_Supplied information_

-*-*-

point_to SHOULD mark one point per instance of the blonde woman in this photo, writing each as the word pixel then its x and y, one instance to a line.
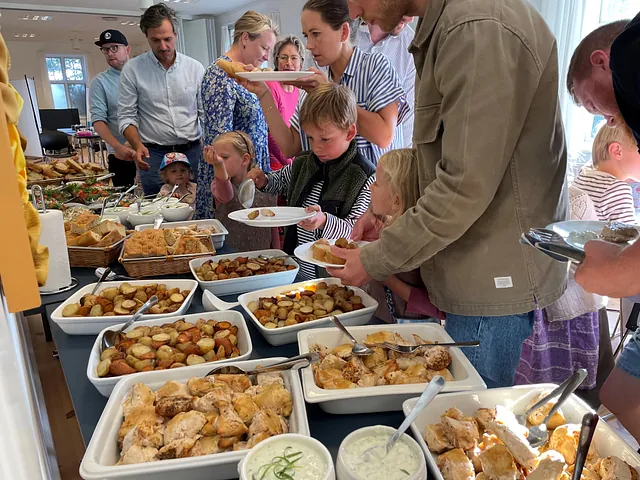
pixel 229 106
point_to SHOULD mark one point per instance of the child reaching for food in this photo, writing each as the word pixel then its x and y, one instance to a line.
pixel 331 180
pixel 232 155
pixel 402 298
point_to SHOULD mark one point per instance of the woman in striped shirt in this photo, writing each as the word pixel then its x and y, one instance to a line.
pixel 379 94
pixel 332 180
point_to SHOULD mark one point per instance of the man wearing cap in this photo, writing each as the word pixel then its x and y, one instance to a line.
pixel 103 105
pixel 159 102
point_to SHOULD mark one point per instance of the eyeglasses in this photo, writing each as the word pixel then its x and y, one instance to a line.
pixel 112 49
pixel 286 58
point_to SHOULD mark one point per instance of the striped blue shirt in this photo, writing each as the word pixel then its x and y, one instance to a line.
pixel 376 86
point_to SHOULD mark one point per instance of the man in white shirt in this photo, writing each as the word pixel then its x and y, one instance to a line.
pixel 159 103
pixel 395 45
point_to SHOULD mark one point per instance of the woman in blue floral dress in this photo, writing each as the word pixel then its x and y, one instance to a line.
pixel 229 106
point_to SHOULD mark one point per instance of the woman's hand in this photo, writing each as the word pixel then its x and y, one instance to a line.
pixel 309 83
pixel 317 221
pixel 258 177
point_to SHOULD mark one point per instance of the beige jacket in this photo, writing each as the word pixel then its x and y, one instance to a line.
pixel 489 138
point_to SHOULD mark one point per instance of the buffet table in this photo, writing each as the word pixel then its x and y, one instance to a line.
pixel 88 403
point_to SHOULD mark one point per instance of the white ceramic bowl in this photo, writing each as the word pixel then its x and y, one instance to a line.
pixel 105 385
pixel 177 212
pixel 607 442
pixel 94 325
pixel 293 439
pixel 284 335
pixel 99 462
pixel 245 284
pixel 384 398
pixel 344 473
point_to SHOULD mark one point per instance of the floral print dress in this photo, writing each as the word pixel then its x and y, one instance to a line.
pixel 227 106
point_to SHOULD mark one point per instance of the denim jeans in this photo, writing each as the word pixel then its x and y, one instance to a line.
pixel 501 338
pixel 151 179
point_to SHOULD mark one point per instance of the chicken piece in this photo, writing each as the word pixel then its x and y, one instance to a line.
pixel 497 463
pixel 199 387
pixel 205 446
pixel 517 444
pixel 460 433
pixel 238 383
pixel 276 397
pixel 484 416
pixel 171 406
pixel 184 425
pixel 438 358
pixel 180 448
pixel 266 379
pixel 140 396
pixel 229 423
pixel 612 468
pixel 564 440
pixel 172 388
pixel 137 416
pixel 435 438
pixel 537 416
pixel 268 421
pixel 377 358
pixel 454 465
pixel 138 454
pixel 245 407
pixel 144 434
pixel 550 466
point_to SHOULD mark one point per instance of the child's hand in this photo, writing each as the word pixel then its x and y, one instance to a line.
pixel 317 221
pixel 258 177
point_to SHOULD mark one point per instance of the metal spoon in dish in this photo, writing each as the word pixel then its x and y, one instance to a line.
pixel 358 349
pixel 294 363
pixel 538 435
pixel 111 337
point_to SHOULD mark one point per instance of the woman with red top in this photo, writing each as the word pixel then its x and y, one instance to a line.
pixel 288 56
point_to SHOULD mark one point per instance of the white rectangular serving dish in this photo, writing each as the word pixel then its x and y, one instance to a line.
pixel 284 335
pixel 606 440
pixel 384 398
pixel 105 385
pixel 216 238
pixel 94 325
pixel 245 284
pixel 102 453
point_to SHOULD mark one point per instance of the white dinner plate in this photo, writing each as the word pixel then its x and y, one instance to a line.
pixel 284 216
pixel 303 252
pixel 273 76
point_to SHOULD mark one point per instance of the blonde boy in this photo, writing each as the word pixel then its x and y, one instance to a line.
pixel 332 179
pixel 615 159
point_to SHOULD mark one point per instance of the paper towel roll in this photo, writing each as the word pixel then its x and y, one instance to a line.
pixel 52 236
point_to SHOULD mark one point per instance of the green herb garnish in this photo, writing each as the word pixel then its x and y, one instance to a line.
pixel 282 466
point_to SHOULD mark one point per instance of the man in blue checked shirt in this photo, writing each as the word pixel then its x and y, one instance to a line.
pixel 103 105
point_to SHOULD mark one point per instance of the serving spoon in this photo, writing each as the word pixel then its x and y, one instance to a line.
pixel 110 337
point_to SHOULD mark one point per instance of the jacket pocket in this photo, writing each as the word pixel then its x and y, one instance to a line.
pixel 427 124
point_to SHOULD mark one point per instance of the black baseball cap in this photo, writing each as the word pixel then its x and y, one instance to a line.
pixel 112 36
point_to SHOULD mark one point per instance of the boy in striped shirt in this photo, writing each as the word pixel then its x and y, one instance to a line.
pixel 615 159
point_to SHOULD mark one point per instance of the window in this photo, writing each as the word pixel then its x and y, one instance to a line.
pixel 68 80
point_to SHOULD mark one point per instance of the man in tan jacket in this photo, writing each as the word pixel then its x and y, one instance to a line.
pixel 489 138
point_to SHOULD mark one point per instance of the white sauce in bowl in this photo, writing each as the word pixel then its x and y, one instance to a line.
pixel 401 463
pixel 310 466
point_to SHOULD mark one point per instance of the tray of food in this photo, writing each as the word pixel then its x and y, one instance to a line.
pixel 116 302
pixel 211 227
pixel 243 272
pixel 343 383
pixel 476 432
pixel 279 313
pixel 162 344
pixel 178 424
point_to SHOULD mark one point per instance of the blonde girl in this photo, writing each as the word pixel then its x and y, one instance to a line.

-*-*-

Using the material above, retype each entry exactly and omit the pictures.

point_to SHOULD mark one point per instance of the blonde woman in this photo, writing each as the word pixel then its x and y, one instance to a line.
pixel 229 106
point_to SHOULD mark one point per instance of the child reaching for food in this photo, writing each as the word pixel then its x and y, one instance to a line.
pixel 331 180
pixel 232 155
pixel 402 298
point_to SHOULD mark one point per instance of the woman in striped shirt in this photo, writing each as the word pixel then its x and y, one instance to a line.
pixel 379 94
pixel 332 180
point_to SHOULD mark one point per instance of the man wearing cap in this photo, writing each as the word pixel then its x and y, one instance to a line.
pixel 103 105
pixel 159 102
point_to SHOULD mark one point per instance of the eyeglasses in this photo, writing each as the word pixel then its x and y, one instance to a line.
pixel 112 49
pixel 286 58
point_to SHOULD mark one point per instance of the striped blue shirt in this photo, writing each as the word pixel then its x and y, one instance to a line.
pixel 376 86
point_to SHOULD mark one point per instance of the man in white shirt in this photo, writing each as the word pixel then its x and y, one instance to a line.
pixel 159 103
pixel 395 45
point_to SHOULD mark one point per instance of the woman in blue floral dress in this photo, writing each as the word pixel then its x and y, one instance to a line.
pixel 229 106
point_to SHOULD mark one point per instance of the woman's hand in this photo, writing each as the word pixel then its x and y, one instance to a line.
pixel 309 83
pixel 317 221
pixel 258 177
point_to SHOULD mark one point per instance of the beige jacket in this photo, writing each as the word pixel then its x and y, one instance to a line.
pixel 489 138
point_to SHOULD mark one point per instance of the buffet table in this photo, writing each as the word pixel then its x and y, one instance to a line.
pixel 88 403
point_to SHOULD mark one point per instance of the white ceramic bowl in this photo, writing each as the word pixel then its x and y, one instance to a line.
pixel 105 385
pixel 177 212
pixel 607 442
pixel 94 325
pixel 293 439
pixel 284 335
pixel 99 462
pixel 245 284
pixel 384 398
pixel 344 473
point_to SHOULD mark one point per instance of the floral print dress in this photo, writing each as the word pixel then its x and y, one instance to a line.
pixel 227 106
point_to SHOULD mark one point per instance of the denim jeans in this photo, writing each as the word pixel then its x and y, one instance to a line.
pixel 501 338
pixel 151 179
point_to SHOULD mark one point per instance of the chicken piece in this photo, writing each as the word pixel then its x and y, one instance to a line.
pixel 497 463
pixel 199 387
pixel 205 446
pixel 517 444
pixel 460 433
pixel 238 383
pixel 276 397
pixel 484 416
pixel 171 406
pixel 184 425
pixel 438 358
pixel 180 448
pixel 266 379
pixel 140 396
pixel 229 423
pixel 612 468
pixel 564 440
pixel 172 388
pixel 137 416
pixel 435 438
pixel 537 416
pixel 268 421
pixel 377 358
pixel 454 465
pixel 138 454
pixel 245 407
pixel 144 434
pixel 550 466
point_to SHOULD mark one point per instance of the child's hand in this photo, writing each as the word pixel then its x and y, one instance to a line.
pixel 317 221
pixel 258 177
point_to SHOULD mark one point per instance of the metal spoon in dish in this photo, writing each as the word pixel then its x and y, one instance to a line.
pixel 358 349
pixel 294 363
pixel 538 435
pixel 111 337
point_to SHOULD mark one point per instance of the woman with red top in this photo, writing each as the word pixel then its x and y, one instance to a line.
pixel 288 56
point_to SHOULD mark one point per instance of the white rectangular serving dish in this photo, writing each as the word pixel then its x and y, one instance to a line.
pixel 284 335
pixel 606 440
pixel 384 398
pixel 105 385
pixel 216 238
pixel 94 325
pixel 245 284
pixel 102 453
point_to SHOULD mark one point per instance of the white dinner plate in this photo, writing each as the word pixel then its x and y, one instance to a line.
pixel 284 216
pixel 303 252
pixel 273 76
point_to SHOULD mark one point per instance of the blonde boy in this photo, writing each as the word pixel then its x and y, one instance to a line.
pixel 332 179
pixel 615 159
point_to SHOULD mark one point per instance of the paper towel roll in this photo, writing each as the word pixel then its x and y, one instance to a line.
pixel 52 236
point_to SHOULD mark one point per instance of the green herb garnish in this photo, writing each as the word pixel then its x and y, one instance to a line.
pixel 282 466
point_to SHOULD mark one point per instance of the man in blue checked shirt in this photo, writing each as the word pixel then its x and y, one instance to a line.
pixel 103 105
point_to SHOULD mark one point per instance of the serving spoon in this photo, writing each as the word pixel then its x and y, one instance to a line.
pixel 110 337
point_to SHOULD mark one point per instance of the jacket pocket in this photo, writing each as the word pixel then its x and y, one instance to a line.
pixel 427 124
point_to SHOULD mark one point per instance of the black baseball cap in this photo, writing each as the word pixel then its x and y, one instance to a line.
pixel 112 36
point_to SHOULD mark one point per instance of the boy in striped shirt in this photo, writing each as the word pixel then its x and y, one instance to a line.
pixel 615 159
point_to SHOULD mark one point per instance of the window in this photo, writing each as the word pixel then its x and y, one instance to a line.
pixel 68 80
point_to SHOULD mark one point per instance of the man in tan jacket in this photo, writing each as the word pixel then its x and y, one instance to a line.
pixel 489 138
point_to SHOULD mark one point per instance of the white sauce in bowl in this photo, writing each as the word pixel then its x and y, one instance to a line.
pixel 401 463
pixel 310 466
point_to SHOULD mark one point per instance of the tray of food in this photo, writing each as the word pixel then its x and y, one instance to a line.
pixel 116 302
pixel 211 227
pixel 243 272
pixel 343 383
pixel 476 432
pixel 279 313
pixel 162 344
pixel 178 424
point_to SHOULD mark one point per instance of the blonde girl in this photo, writing each as the word pixel then its x and y, one instance to a line.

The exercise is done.